The glass you are looking through

SINPROF (National Teachers Union)

Angolans say Angola is a potentially rich country and it is. However, social inequality is growing. The chosen few get rich quickly and easily - in a proportion of 1/1,000 - through the distribution (purchase) of mineral rich areas. The chosen few include members of government, big business, the police and the military.

Gender equity

Relative inequality between women and men is high in all areas of public life. Women have entered the business sector, but not on an equal footing with men. For instance, except in small businesses, when a woman puts up the initial capital, her husband or another male relative is the legal administrator. Women are rarely seen in business administration and management. Only one of more than 100 legal political parties is led by a woman. This party, which has three deputies in the National Assembly, and the MPLA and UNITA, which have a 1/20 female presence, are the only political parties with women representatives in parliament.

In the executive branch of government, there are nine women out of a total of 60 governors. Four of the women are ministers. There are no women in the judicial branch or in the provincial governments. The government created the Ministry of the Family and Promotion of Women to promote gender equality, but it has carried out no initiatives to date.

Access to the work market is limited and is often restricted to secretarial posts. Secretarial salaries are decent only in big companies. Only women with influential friends, family or party contacts, get management posts.

Only a tiny number of women own sizeable assets. This is the essence of gender inequity in the economic area. Women without assets are at a disadvantage in competition with men from the outset. Access to income, property and credit depend on financial power.

The law prohibits social discrimination and protects rights to maternity, widowship, etc. However, the Ministry of Employment, which is responsible for programmes related to these rights, does not have the human and material resources to implement them.

In education, there is no tendency to restrict access for either sex. More girls go to school than boys in a 3 to 1 proportion. It is not possible to supply numerical data because the Ministry of Education does not have up-to-date figures.

Programmes are being developed on reproductive health, family planning and other issues. There are programmes to raise awareness about and disseminate contraceptives for family planning and the prevention of sexually transmitted diseases. Voluntary abortion is illegal but is practised in cases of extreme need.

Non-governmental organisations (NGOs) have implemented programmes to raise awareness in rural communities where there is no structure to prevent discrimination against women. In urban areas, child care facilities are provided only by big companies (eg, Endiama-Diamonds, Sonangol-Petroleum, BNA-Bank), and only the middle classes have access to public kindergartens. Women’s organisations work mainly in the cities, and obtain visibility only during commemorative occasions.
######
§ TASK DETAILS: In one to three sentences, explain why the text on gender inequality in Angola says it cannot supply numerical data on school attendance by girls and boys. The material that comes after this text is not needed.

§ RECORDS:
######
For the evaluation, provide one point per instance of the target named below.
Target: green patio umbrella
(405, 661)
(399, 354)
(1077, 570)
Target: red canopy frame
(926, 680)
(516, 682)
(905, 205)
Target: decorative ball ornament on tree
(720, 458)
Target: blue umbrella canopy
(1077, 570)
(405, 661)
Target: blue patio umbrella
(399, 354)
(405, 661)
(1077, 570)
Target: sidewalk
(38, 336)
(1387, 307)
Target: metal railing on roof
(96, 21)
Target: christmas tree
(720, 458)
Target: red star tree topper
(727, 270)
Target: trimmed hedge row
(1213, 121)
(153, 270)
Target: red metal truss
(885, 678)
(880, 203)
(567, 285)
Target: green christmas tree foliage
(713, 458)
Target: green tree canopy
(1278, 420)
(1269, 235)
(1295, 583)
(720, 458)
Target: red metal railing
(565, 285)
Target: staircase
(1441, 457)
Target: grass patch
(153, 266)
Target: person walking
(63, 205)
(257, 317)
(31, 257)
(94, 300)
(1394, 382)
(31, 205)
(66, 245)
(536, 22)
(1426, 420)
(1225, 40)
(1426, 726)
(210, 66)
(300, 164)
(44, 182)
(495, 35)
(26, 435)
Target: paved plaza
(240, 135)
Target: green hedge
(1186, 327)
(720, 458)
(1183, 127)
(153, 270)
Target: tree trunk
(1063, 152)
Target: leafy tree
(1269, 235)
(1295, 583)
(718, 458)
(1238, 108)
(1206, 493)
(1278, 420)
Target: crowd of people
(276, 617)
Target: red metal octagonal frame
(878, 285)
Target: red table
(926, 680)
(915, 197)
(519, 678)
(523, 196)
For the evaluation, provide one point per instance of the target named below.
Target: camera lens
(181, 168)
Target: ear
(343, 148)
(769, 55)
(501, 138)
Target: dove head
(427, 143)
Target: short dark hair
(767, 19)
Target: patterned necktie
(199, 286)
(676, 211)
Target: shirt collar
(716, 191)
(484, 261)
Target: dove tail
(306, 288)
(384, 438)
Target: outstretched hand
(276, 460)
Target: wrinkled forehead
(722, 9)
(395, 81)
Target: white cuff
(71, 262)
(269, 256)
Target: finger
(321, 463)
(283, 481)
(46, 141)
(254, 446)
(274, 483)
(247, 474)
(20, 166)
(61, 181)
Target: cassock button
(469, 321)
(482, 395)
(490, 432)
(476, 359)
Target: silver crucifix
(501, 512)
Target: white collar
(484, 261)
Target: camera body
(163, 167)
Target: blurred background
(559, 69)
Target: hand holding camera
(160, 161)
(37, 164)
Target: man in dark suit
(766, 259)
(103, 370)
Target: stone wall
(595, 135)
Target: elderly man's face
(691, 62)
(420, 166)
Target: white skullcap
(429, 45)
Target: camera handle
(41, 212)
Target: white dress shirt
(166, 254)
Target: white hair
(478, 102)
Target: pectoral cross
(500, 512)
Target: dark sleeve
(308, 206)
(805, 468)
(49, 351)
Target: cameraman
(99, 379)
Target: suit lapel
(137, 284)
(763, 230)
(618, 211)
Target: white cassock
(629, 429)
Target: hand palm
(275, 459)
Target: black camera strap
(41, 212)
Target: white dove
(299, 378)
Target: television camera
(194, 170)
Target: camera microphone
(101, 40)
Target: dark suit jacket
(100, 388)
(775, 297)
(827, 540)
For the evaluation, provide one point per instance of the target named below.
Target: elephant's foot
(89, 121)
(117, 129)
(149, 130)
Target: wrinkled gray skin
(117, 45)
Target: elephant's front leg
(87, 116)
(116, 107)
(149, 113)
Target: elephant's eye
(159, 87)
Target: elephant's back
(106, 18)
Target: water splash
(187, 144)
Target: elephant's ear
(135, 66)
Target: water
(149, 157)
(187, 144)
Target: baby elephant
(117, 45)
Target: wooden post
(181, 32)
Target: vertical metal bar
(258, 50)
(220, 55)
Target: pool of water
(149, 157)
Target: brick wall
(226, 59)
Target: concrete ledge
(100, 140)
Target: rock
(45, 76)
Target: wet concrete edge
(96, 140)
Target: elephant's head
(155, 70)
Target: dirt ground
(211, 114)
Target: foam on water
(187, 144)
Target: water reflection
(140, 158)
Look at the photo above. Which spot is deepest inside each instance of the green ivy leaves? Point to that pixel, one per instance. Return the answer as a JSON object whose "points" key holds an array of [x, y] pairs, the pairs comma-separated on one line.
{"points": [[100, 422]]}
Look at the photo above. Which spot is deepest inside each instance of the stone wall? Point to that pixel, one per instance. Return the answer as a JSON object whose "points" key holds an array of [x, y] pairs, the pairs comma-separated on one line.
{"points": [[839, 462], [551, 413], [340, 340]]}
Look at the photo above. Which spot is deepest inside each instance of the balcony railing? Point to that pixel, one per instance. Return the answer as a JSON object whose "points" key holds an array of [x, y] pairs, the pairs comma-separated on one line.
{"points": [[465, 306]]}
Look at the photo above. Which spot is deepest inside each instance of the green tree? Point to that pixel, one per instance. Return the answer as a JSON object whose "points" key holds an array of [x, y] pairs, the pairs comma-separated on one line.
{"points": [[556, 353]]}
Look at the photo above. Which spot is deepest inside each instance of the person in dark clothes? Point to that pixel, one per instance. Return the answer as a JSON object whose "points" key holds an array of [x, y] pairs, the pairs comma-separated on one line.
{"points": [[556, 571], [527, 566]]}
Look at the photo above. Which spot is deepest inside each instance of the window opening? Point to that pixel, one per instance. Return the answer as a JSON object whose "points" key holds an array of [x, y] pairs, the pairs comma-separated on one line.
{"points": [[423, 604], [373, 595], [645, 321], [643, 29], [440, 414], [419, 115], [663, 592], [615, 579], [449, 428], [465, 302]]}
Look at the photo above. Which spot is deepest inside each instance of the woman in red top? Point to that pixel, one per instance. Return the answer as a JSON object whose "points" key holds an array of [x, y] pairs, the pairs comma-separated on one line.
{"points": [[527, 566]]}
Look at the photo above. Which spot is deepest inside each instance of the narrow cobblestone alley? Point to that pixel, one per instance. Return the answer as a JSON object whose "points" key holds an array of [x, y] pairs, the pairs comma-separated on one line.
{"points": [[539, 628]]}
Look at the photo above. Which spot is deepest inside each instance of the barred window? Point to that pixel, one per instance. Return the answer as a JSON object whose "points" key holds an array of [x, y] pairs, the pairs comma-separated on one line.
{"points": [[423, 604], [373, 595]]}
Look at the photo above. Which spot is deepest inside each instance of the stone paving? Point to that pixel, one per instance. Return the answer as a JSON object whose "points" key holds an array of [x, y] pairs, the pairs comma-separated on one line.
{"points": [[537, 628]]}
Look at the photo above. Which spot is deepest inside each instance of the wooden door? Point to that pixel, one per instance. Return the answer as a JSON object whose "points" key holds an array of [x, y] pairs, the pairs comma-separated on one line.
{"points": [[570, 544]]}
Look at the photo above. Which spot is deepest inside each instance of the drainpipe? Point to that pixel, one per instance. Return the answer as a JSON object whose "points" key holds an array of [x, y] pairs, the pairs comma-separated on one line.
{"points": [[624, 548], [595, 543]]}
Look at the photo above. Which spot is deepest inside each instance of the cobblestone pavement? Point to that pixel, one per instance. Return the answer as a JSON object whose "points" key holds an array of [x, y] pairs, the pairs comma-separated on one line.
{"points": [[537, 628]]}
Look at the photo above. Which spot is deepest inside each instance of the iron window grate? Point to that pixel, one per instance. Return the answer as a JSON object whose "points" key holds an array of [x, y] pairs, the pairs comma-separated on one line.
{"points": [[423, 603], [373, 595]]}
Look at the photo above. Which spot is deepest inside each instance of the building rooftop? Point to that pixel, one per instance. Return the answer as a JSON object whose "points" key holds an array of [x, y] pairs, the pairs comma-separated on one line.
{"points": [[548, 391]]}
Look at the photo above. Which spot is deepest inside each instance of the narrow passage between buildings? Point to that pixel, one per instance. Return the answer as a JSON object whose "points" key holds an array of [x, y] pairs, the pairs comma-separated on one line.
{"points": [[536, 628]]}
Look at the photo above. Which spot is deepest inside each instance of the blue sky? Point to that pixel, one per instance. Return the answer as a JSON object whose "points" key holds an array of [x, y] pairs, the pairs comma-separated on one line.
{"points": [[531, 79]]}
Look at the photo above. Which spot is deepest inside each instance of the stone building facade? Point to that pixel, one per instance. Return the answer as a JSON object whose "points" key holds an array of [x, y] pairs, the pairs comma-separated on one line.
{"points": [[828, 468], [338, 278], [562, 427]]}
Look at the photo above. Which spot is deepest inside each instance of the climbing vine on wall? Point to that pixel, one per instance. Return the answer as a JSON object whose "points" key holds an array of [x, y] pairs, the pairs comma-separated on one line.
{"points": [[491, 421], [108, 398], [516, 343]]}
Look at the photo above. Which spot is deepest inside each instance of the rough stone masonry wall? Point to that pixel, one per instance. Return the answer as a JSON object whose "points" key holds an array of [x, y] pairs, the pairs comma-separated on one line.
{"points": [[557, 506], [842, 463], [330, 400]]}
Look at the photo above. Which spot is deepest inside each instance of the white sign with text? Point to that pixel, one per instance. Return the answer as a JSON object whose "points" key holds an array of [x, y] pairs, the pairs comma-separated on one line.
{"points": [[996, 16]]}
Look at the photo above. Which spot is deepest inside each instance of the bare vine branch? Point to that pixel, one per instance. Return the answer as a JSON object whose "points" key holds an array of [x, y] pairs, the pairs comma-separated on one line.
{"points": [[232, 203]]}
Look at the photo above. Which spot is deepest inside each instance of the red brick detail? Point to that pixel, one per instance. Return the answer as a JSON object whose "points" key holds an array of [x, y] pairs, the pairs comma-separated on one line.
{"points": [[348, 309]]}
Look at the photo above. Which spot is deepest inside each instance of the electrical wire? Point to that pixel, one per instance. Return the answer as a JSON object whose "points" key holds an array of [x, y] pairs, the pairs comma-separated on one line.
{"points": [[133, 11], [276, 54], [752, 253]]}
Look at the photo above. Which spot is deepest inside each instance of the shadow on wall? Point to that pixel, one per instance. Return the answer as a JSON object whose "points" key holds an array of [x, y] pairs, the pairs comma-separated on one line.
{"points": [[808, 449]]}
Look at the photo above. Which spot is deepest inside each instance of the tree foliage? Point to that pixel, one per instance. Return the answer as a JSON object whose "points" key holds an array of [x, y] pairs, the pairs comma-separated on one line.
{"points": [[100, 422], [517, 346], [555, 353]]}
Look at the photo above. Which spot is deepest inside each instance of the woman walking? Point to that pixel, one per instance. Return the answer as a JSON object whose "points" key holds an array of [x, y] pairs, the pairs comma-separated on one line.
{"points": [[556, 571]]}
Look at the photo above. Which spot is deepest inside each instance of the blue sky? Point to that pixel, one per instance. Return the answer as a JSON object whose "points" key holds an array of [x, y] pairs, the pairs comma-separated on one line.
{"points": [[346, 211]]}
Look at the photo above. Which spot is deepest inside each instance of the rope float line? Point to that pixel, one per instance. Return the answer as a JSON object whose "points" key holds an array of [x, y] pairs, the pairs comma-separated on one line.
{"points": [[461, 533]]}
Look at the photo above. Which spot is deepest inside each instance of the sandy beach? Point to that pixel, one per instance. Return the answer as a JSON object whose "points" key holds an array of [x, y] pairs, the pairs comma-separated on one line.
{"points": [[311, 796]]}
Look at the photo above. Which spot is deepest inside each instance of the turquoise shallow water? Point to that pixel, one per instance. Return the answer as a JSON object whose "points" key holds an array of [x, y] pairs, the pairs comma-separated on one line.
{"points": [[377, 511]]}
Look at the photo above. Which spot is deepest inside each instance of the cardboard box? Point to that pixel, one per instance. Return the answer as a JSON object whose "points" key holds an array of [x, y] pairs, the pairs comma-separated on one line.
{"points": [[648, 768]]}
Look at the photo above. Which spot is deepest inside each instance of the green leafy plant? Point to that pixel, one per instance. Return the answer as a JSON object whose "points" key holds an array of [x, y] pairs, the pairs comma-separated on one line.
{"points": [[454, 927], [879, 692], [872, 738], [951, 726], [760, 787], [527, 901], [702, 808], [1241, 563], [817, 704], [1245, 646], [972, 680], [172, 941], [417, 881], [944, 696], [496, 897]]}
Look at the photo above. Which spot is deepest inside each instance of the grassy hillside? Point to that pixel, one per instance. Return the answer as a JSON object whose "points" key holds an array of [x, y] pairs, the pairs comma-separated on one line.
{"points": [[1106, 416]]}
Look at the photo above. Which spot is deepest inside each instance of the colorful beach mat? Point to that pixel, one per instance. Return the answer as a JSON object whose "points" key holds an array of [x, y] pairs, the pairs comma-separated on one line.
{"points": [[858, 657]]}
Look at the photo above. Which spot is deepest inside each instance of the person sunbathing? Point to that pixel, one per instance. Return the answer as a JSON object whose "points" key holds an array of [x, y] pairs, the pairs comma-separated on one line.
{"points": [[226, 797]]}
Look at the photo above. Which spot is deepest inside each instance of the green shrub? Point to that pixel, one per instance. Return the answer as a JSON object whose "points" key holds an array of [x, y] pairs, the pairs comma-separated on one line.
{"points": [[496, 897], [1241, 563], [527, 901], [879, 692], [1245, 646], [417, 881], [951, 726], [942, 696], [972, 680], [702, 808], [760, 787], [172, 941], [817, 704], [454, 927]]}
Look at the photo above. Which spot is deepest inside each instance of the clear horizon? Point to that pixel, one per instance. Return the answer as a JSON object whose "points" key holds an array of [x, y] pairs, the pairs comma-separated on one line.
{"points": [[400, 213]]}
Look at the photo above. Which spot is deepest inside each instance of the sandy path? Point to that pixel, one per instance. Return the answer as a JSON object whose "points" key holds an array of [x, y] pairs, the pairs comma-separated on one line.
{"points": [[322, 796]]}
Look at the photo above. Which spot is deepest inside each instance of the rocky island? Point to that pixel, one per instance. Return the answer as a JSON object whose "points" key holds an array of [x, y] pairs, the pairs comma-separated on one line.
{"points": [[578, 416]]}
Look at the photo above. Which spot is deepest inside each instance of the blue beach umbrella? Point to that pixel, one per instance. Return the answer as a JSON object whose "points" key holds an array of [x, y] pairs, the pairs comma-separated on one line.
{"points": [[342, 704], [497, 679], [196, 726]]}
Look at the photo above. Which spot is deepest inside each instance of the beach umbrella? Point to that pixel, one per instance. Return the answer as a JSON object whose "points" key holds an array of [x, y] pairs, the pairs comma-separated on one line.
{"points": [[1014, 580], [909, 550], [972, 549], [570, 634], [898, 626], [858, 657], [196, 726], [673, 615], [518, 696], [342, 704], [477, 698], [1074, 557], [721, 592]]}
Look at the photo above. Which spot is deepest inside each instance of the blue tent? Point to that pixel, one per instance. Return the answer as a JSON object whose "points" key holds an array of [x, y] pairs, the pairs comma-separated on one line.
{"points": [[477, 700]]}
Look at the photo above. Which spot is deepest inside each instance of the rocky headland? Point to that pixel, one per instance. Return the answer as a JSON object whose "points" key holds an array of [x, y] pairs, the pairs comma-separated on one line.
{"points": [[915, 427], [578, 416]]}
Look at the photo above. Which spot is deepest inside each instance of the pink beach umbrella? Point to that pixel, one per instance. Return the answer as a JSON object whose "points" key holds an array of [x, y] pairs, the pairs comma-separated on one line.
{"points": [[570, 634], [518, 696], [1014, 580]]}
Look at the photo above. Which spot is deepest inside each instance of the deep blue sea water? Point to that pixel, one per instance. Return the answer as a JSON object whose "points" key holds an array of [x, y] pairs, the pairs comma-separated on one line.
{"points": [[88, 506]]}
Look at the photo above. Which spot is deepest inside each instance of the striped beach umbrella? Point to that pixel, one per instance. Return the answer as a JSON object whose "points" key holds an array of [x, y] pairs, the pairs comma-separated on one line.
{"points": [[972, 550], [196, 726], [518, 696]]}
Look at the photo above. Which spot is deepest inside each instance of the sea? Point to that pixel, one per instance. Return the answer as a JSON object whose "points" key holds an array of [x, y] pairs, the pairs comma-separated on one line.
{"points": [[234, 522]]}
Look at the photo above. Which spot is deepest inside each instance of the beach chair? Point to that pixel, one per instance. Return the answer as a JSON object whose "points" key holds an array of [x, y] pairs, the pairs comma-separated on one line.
######
§ EXERCISE RESULT: It cannot supply numerical data because the Ministry of Education does not have up-to-date figures. The text therefore gives only the 3 to 1 proportion of girls to boys in school.